■ Textauszug:
_ _ _
Nur was ist mit Beorn los?
Phileasson nimmt damit in Kauf, dass der Bruder wirklich stirbt und Irulla damit schon beraubt wird.
Sowohl das Verhalten von Beorn als auch das von Phileasson - obwohl in völlig unterschiedlichen Zusammenhängen - wurzeln in dem Faktor, der ihrer beider Leben bestimmt: ihrer Rivalität. Ohne die beinahe schon wahnhafte Besessenheit, dem jeweils anderen beweisen zu wollen, dass man besser ist als er, wäre Beorn niemals Thorwals größter Plünderfahrer geworden und Phileasson wäre niemals der größte Entdecker seiner Zeit geworden. Vielleicht hätte sich Beorn schon bald auf seinen erbeuteten Schätzen ausgeruht und Swafnir einen guten Wal sein lassen. Vielleicht hätte sich Phileasson nach seiner ersten Güldenlandfahrt im schönen Brattasö niedergelassen, um sich anzuhören, was die Skalden über ihn singen.
Aber für Beorn geht es schon lange nicht mehr um Schätze. Er will in Phileassons Augen blicken und sehen, wie dieser Mann an der Erkenntnis zerbricht, dass er gegen ihn, gegen Beorn, nicht ankommt.
_ _ _
■ Gestellte Aufgabe: Führe den Text über die Rivalität zwischen Beorn und Phileasson im Anschluss an seinen letzten Satz weiter.

Einträge aus einem Datensatz mit Punktannotationen
_ _ _
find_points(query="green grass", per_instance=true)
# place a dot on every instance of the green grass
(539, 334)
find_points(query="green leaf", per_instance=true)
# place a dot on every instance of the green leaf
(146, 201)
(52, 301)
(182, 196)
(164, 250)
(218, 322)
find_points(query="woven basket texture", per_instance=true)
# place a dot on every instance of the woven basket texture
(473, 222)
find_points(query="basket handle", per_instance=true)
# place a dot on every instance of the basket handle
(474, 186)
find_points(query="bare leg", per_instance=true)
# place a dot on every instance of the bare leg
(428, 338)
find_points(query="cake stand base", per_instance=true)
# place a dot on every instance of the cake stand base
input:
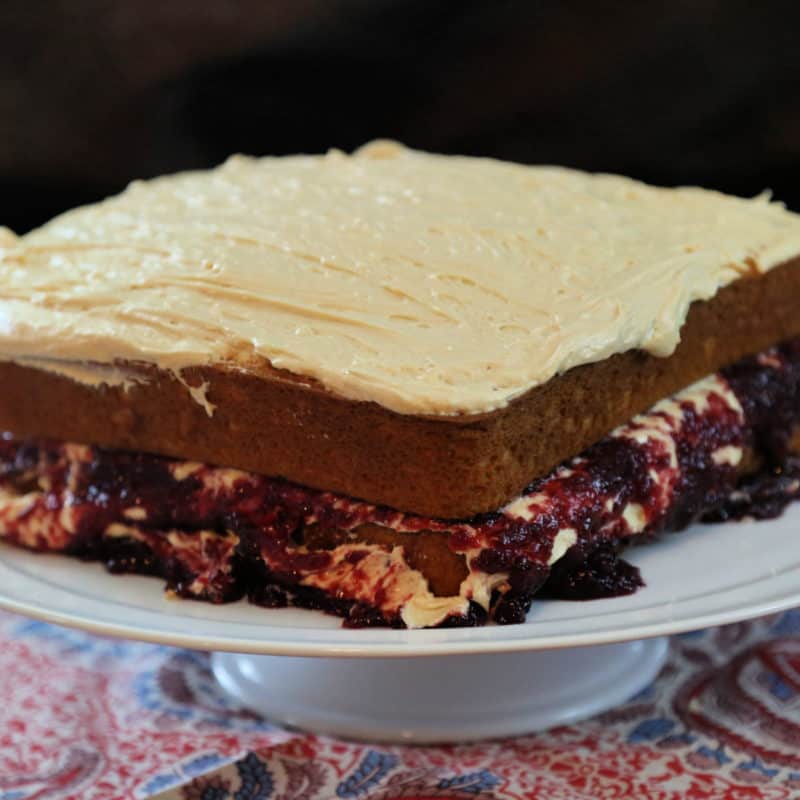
_ _ _
■ Antwort zur Aufgabe:
Und Phileasson will dasselbe bei Beorn sehen.
Nur: Bisher konnte man immer anzweifeln, wer wirklich der Größere und Bedeutendere der beiden ist, denn sie haben sich in unterschiedlichen Disziplinen hervorgetan. Was zählt mehr - die kühnste Plünderfahrt oder die atemberaubendste Entdeckung? Darüber kann man streiten, und solange man streiten kann, ist der Sieg nicht vollkommen.
Aber jetzt ist da die Wettfahrt um den Titel König der Meere. Jetzt geht es um alles. Triumph auf der einen Seite, totales Versagen und ein verpfuschtes Leben auf der anderen. Und hinter allem steht die Wurzel der Rivalität, der Tod von Beorns Schwester.
Sowohl Phileasson als auch Beorn leben für die Entscheidung in dieser Frage. Sie definieren sich darüber - vollkommen. Es ist der Sinn ihres Lebens, in diesem Wettstreit zu triumphieren - und deswegen würden sie auch für den Sieg sterben. Als Verlierer wollen sie nämlich ohnehin nicht weiterleben.
Und sie brauchen sich. Nur dadurch, dass sie sich aneinander messen, können sie sich selbst und der Welt beweisen, dass sie der Beste sind (und jenseits von "der Beste" gibt es in diesem Fall keinen Zweiten, sondern nur noch "Abfall" - da sind sich beide einig).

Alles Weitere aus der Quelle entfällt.